— START OF MATERIAL PROVIDED —

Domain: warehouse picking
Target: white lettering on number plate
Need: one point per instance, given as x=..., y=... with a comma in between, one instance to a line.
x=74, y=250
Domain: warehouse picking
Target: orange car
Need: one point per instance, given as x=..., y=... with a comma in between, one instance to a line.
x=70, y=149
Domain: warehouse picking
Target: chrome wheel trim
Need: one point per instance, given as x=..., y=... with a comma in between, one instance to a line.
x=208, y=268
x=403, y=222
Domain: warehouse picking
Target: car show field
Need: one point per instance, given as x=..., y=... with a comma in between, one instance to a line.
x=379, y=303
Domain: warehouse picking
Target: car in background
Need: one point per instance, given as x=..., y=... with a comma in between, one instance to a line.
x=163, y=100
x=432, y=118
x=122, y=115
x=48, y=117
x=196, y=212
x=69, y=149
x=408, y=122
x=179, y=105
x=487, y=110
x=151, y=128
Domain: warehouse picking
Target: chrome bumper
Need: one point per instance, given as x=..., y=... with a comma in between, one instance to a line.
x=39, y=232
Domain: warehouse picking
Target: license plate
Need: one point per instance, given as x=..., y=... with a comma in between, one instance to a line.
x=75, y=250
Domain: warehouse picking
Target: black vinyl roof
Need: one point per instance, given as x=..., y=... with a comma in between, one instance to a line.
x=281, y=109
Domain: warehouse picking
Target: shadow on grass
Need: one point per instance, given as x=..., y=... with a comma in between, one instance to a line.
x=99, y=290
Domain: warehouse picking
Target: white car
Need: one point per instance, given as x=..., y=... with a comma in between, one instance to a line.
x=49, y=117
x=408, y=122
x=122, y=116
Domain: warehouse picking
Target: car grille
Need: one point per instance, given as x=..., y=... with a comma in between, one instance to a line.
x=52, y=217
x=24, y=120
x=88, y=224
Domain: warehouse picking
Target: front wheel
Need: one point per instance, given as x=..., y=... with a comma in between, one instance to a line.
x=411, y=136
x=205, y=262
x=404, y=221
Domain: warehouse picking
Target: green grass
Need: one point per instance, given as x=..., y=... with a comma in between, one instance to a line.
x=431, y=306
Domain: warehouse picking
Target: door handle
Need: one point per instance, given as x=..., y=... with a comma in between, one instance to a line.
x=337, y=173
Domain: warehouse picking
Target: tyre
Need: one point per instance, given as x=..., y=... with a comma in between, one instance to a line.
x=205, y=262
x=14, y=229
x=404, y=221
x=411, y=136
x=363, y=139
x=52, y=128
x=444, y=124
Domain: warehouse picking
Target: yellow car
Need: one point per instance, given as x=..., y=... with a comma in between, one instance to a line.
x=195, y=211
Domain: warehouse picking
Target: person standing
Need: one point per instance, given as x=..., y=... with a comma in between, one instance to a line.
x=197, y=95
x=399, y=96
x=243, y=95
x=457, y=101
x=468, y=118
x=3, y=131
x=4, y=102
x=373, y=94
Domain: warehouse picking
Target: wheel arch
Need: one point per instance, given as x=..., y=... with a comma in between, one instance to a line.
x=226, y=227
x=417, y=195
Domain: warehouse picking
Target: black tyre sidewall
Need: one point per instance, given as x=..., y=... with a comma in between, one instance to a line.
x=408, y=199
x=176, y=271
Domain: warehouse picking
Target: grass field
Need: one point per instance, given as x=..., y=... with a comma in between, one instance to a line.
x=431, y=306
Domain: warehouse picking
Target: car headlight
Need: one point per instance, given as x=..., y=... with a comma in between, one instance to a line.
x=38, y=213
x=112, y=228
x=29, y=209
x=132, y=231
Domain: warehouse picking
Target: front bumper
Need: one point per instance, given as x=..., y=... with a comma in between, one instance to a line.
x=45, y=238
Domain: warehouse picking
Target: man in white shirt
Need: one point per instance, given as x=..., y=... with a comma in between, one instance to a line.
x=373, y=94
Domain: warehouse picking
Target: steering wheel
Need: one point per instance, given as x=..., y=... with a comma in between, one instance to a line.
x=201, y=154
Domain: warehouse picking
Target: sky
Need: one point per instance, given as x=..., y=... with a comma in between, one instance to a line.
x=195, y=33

— END OF MATERIAL PROVIDED —

# EXERCISE
Please reproduce the stretch of the material above from its first line through the line containing "x=281, y=109", including both ends.

# THE OUTPUT
Domain: warehouse picking
Target: white lettering on number plate
Need: one point per instance, given as x=..., y=... with a comma in between, one instance to a line.
x=74, y=250
Domain: warehouse picking
Target: orange car
Need: one point per instance, given as x=..., y=... with a comma in between, one instance to a line.
x=70, y=149
Domain: warehouse picking
Target: chrome wheel trim
Need: one point per instance, given as x=..., y=... with a comma in between, one instance to a line.
x=208, y=268
x=403, y=222
Domain: warehouse picking
Target: car show field
Need: one point per instance, given as x=..., y=... with a comma in between, one instance to a line.
x=379, y=303
Domain: warehouse picking
Target: car in background
Need: one point per instance, given as x=..., y=... with a comma in between, one instance to a line.
x=163, y=100
x=432, y=118
x=122, y=115
x=48, y=117
x=196, y=212
x=69, y=149
x=408, y=122
x=179, y=105
x=487, y=110
x=151, y=128
Domain: warehouse picking
Target: chrome bumper
Need: one point per instance, given as x=..., y=... with a comma in between, one instance to a line.
x=39, y=232
Domain: warehouse picking
Target: license plate
Need: one point per instance, given as x=..., y=... with a comma in between, one instance to a line.
x=75, y=250
Domain: warehouse picking
Target: black vinyl roof
Need: one point per instance, given as x=..., y=... with a comma in between, one instance to a line.
x=281, y=109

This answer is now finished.